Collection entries
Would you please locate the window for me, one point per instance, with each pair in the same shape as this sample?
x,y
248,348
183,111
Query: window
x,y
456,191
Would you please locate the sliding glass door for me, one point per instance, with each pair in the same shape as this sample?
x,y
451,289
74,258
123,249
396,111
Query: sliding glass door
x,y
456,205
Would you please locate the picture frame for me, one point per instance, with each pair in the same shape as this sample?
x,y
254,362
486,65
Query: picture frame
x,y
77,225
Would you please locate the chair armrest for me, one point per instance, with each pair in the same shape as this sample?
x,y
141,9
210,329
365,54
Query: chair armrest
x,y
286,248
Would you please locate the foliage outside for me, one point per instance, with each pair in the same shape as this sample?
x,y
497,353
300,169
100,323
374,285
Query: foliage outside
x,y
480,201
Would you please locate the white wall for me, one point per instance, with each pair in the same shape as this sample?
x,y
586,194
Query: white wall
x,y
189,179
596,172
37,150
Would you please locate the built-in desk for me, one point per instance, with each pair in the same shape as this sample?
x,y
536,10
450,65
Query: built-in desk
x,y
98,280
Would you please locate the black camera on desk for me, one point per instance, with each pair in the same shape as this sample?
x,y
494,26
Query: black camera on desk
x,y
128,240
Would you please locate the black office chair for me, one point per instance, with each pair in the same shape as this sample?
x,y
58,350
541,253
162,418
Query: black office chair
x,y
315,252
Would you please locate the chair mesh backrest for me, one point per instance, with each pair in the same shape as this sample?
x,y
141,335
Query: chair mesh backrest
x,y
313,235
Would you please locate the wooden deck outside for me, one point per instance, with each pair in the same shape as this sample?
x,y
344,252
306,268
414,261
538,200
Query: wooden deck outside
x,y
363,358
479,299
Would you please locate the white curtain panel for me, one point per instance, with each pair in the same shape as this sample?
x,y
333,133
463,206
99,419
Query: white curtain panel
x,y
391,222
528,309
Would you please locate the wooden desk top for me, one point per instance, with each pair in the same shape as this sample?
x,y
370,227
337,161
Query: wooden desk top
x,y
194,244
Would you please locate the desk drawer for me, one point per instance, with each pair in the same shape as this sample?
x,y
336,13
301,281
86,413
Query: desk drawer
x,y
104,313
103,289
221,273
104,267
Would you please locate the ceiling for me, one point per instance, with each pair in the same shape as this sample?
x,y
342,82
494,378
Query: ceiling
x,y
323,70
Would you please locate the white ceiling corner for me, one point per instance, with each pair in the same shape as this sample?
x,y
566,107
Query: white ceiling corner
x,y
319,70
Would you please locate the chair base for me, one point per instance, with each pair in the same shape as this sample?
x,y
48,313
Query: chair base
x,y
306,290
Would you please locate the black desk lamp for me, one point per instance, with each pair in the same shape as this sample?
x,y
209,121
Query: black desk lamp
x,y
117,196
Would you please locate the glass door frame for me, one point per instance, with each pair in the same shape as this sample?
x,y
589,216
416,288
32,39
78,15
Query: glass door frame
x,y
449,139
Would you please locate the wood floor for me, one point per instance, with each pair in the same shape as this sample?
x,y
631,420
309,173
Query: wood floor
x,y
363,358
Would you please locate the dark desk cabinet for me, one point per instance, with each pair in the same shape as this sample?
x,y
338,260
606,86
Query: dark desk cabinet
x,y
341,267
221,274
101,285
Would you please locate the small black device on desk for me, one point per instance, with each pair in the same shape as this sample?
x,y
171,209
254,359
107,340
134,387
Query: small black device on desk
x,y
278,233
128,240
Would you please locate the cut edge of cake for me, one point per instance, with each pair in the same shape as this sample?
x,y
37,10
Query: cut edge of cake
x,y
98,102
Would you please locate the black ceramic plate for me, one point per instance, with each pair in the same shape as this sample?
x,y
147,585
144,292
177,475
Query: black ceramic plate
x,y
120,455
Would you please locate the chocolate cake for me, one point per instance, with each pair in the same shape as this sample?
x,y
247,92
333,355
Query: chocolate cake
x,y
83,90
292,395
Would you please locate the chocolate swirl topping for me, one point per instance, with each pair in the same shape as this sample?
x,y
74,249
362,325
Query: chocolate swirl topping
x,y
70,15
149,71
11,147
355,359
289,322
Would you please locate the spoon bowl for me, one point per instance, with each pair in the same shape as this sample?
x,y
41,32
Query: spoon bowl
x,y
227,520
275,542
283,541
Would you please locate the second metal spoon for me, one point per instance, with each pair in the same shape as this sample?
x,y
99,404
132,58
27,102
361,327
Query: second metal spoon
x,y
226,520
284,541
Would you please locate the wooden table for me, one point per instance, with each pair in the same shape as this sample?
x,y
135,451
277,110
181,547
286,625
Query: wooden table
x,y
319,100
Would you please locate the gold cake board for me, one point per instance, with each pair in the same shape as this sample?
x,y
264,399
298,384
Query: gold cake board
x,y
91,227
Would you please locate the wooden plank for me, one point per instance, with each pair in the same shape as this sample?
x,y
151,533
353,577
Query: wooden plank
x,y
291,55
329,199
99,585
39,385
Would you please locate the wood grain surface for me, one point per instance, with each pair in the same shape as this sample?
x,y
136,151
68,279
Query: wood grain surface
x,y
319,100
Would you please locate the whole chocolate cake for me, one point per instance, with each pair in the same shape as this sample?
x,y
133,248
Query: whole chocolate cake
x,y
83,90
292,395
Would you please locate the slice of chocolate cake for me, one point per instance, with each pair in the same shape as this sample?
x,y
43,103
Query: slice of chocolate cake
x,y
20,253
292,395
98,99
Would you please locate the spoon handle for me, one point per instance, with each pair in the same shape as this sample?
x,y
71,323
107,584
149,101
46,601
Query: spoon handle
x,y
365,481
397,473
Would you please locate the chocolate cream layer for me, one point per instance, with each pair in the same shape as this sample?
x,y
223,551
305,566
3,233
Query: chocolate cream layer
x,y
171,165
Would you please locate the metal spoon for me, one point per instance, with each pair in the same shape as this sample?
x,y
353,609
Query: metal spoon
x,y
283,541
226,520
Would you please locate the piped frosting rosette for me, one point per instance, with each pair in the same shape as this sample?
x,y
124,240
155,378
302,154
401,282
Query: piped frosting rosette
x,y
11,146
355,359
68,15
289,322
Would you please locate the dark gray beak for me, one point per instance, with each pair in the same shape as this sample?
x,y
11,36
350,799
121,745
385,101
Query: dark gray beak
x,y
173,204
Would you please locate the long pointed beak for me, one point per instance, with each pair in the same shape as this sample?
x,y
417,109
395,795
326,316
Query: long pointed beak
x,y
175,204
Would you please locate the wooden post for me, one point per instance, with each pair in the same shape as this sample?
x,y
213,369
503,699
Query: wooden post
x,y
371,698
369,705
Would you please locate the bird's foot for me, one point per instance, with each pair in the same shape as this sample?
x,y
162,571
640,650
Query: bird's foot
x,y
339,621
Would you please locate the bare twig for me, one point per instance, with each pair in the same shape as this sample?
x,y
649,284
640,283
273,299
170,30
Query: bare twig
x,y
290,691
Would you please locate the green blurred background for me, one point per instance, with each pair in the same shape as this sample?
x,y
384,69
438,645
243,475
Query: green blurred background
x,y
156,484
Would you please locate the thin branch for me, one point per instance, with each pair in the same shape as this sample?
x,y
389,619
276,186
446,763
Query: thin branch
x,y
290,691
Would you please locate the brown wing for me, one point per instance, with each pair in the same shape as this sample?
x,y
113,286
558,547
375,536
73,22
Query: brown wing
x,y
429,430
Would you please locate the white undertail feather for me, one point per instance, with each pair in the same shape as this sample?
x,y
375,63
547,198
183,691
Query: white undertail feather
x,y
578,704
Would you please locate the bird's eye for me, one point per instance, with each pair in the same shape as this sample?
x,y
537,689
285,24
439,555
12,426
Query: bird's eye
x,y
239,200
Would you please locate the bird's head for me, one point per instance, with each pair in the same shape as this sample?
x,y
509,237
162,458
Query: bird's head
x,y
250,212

### Assigned task
Once more, write out the entries exactly as they were written.

### Answer to the problem
Would you please locate the window for me, one point per instance, with each pair in the same shape as this sample?
x,y
248,348
183,111
Query: window
x,y
456,191
Would you please locate the sliding glass door for me, one point per instance, with each pair in the same shape as this sample?
x,y
451,289
74,258
123,249
396,111
Query: sliding glass door
x,y
456,205
Would you please locate the picture frame for me, one point per instance, with each pair in the same shape as this sample?
x,y
254,362
486,65
Query: picture frame
x,y
77,225
Would you please locate the chair armrest for me, one point per instance, with each pair in the same shape as this sample?
x,y
141,9
210,329
365,54
Query: chair armrest
x,y
286,248
Would you please locate the foliage outside for me, one point per instance, with each pair in the same shape as this sample?
x,y
497,353
300,169
100,323
374,285
Query: foliage outside
x,y
480,201
Would you please locate the white wall for me, one point per instance, with each pair in the same shape as this sample?
x,y
586,194
Query: white wall
x,y
189,179
596,172
37,150
Would you please locate the built-in desk for me, one point per instance, with each pair in the same shape as this sample?
x,y
536,10
450,65
Query: built-in desk
x,y
98,280
Would you please locate the black camera on desk for me, one point per instance, with each pair in the same shape as this sample?
x,y
494,26
Query: black camera on desk
x,y
128,240
Would you please locate the black office chair for me, one point per instance, with each pair in the same shape as this sample?
x,y
58,350
541,253
162,418
Query: black office chair
x,y
315,252
Would you please locate the chair mesh backrest for me, one point per instance, with each pair in the same shape as this sample?
x,y
141,335
Query: chair mesh backrest
x,y
313,235
Would you please locate the wooden deck outside for me, one point per instance, with each pair in the same shape as this sample?
x,y
344,252
306,268
414,261
538,200
Query: wooden deck outside
x,y
363,358
479,299
Would you please locate the white curtain panel for me, one point per instance, with each pair in the same shape as this sample?
x,y
333,133
463,206
99,419
Query: white curtain panel
x,y
391,222
528,309
Would you please locate the wooden desk top for me, one point per instance, with each pair in the same shape as this sample?
x,y
370,227
337,161
Query: wooden desk top
x,y
194,244
Would you please locate the desk drawer for me, one point per instance, with each pair in the same shape as this sample?
x,y
336,13
301,281
86,413
Query: desk drawer
x,y
104,313
103,289
221,273
104,267
Would you please locate the ceiling for me, one point per instance, with each pair in the same shape as this sample?
x,y
342,82
494,378
Query: ceiling
x,y
323,70
Would you please locate the white ceiling corner for me, one point per instance, with each pair in the same shape as this sample?
x,y
566,107
Query: white ceiling corner
x,y
319,70
Would you please locate the chair base for me, one point per instance, with each pair in the same shape as this sample?
x,y
48,313
Query: chair base
x,y
306,290
Would you please locate the black desk lamp for me, one point per instance, with each pair in the same shape as this sample?
x,y
209,121
Query: black desk lamp
x,y
117,196
Would you please locate the glass door frame for me, one point per instance, with each pair in the same shape as this sample?
x,y
589,216
416,288
32,39
78,15
Query: glass door frame
x,y
449,139
Would you please locate the wood floor for me, one point per instance, with each pair in the same shape as this sample?
x,y
631,420
309,173
Query: wood floor
x,y
363,358
Would you please locate the dark desk cabinet for me, one point per instance, with each pair in the same shape as this sample?
x,y
338,260
606,86
Query: dark desk cabinet
x,y
341,267
221,274
101,285
Would you please locate the small black device on desk for me, one point per instance, with each pair in the same shape as this sample?
x,y
171,209
254,359
107,340
134,387
Query: small black device on desk
x,y
278,233
128,240
Would you please locate the cut edge of cake for me, one point per instance, with each pair in the same shape as this sample?
x,y
37,10
Query: cut edge of cake
x,y
98,102
Would you please locate the black ceramic plate for me, one point per instance, with each pair in the same shape as this sample?
x,y
147,585
144,292
177,475
Query: black ceramic plate
x,y
120,455
Would you please locate the chocolate cake for me, one point per instance, with each pair in the same shape as this sample?
x,y
247,92
333,355
Query: chocolate cake
x,y
83,90
292,395
Would you please locate the chocolate swirl topping for me, one point per instance, with each pair in the same shape as this sample?
x,y
74,249
362,325
Query: chocolate swirl topping
x,y
70,15
149,71
11,147
355,359
289,322
Would you please locate the spoon bowl for me, one point per instance, with each pair in the same shape as this sample?
x,y
41,32
Query: spoon bowl
x,y
227,520
275,542
283,541
Would you please locate the second metal spoon for me, one point per instance, with each pair in the same shape as this sample?
x,y
99,404
132,58
27,102
361,327
Query: second metal spoon
x,y
226,520
284,541
Would you please locate the wooden table for me, one point per instance, with each pair in the same shape as this sample?
x,y
135,451
277,110
181,547
286,625
Query: wooden table
x,y
319,100
Would you please locate the gold cake board for me, one point per instance, with each pair in the same shape as this sample?
x,y
264,399
298,384
Query: gold cake board
x,y
91,227
Would you please locate the wooden plank for me, one point per instance, with each pair in the same shape as this sample?
x,y
151,533
353,577
Query: wooden plank
x,y
291,55
329,199
99,585
39,385
Would you please locate the wood grain surface for me, one point per instance, with each pair in the same shape as this sample?
x,y
136,151
68,279
Query: wood grain surface
x,y
319,100
Would you please locate the whole chocolate cake for me, one point per instance, with each pair in the same shape as this sample?
x,y
133,248
Query: whole chocolate cake
x,y
83,90
292,395
Would you please locate the slice of chocolate cake for me, one point per instance, with each pair in the same shape as this sample?
x,y
43,103
Query: slice of chocolate cake
x,y
20,253
292,395
98,99
Would you please locate the spoon handle for me, one point per instance, with each pair in the same shape as this sample?
x,y
71,323
107,584
149,101
46,601
Query: spoon handle
x,y
365,481
397,473
Would you please locate the chocolate cream layer for me, one point per instance, with each pair in the same shape as this sample?
x,y
223,551
305,566
3,233
Query: chocolate cream layer
x,y
171,165
Would you please locate the metal spoon for me, one point per instance, with each pair in the same shape as this sample?
x,y
353,609
Query: metal spoon
x,y
283,541
226,520
Would you please locate the piped frosting rosette for me, one point per instance, with each pair in the same shape as this sample?
x,y
124,240
155,378
302,154
401,282
Query: piped frosting rosette
x,y
11,146
355,359
68,15
289,322
Would you please locate the dark gray beak for me, one point per instance, with each pair in the same shape as this sample?
x,y
11,36
350,799
121,745
385,101
Query: dark gray beak
x,y
173,204
Would you please locate the long pointed beak for me, one point per instance, with each pair in the same shape as this sample?
x,y
417,109
395,795
326,316
Query: long pointed beak
x,y
175,204
Would you please locate the wooden post for me, one point per instance, with each pair in the same shape as this sample?
x,y
213,369
503,699
Query: wooden post
x,y
371,698
369,705
Would you please locate the bird's foot for me, one point per instance, with each pair in the same shape as this sample?
x,y
162,571
640,650
Query: bird's foot
x,y
339,621
Would you please locate the bare twig for me, one point per instance, with each pair in the same shape as this sample?
x,y
649,284
640,283
273,299
170,30
Query: bare twig
x,y
290,691
Would you please locate the green blurred background for me, one point per instance, with each pair in the same shape as this sample?
x,y
384,69
438,645
243,475
Query: green blurred background
x,y
156,484
Would you please locate the thin branch for me, one point per instance, with each pair in the same shape as this sample?
x,y
389,619
276,186
446,763
Query: thin branch
x,y
290,691
Would you please locate the brown wing for me, one point per instance, with each pair in the same shape as this sample?
x,y
113,286
558,547
375,536
73,22
Query: brown wing
x,y
429,430
Would you please locate the white undertail feather for me, one point per instance, with each pair in the same shape as this sample?
x,y
375,63
547,198
183,691
Query: white undertail feather
x,y
578,704
Would you please locate the bird's eye for me, one point per instance, with each pair in the same shape as this sample?
x,y
537,689
285,24
439,555
12,426
Query: bird's eye
x,y
239,200
Would you please locate the bird's head for me, one point per instance, with each pair in the same shape as this sample?
x,y
509,237
162,458
Query: bird's head
x,y
250,212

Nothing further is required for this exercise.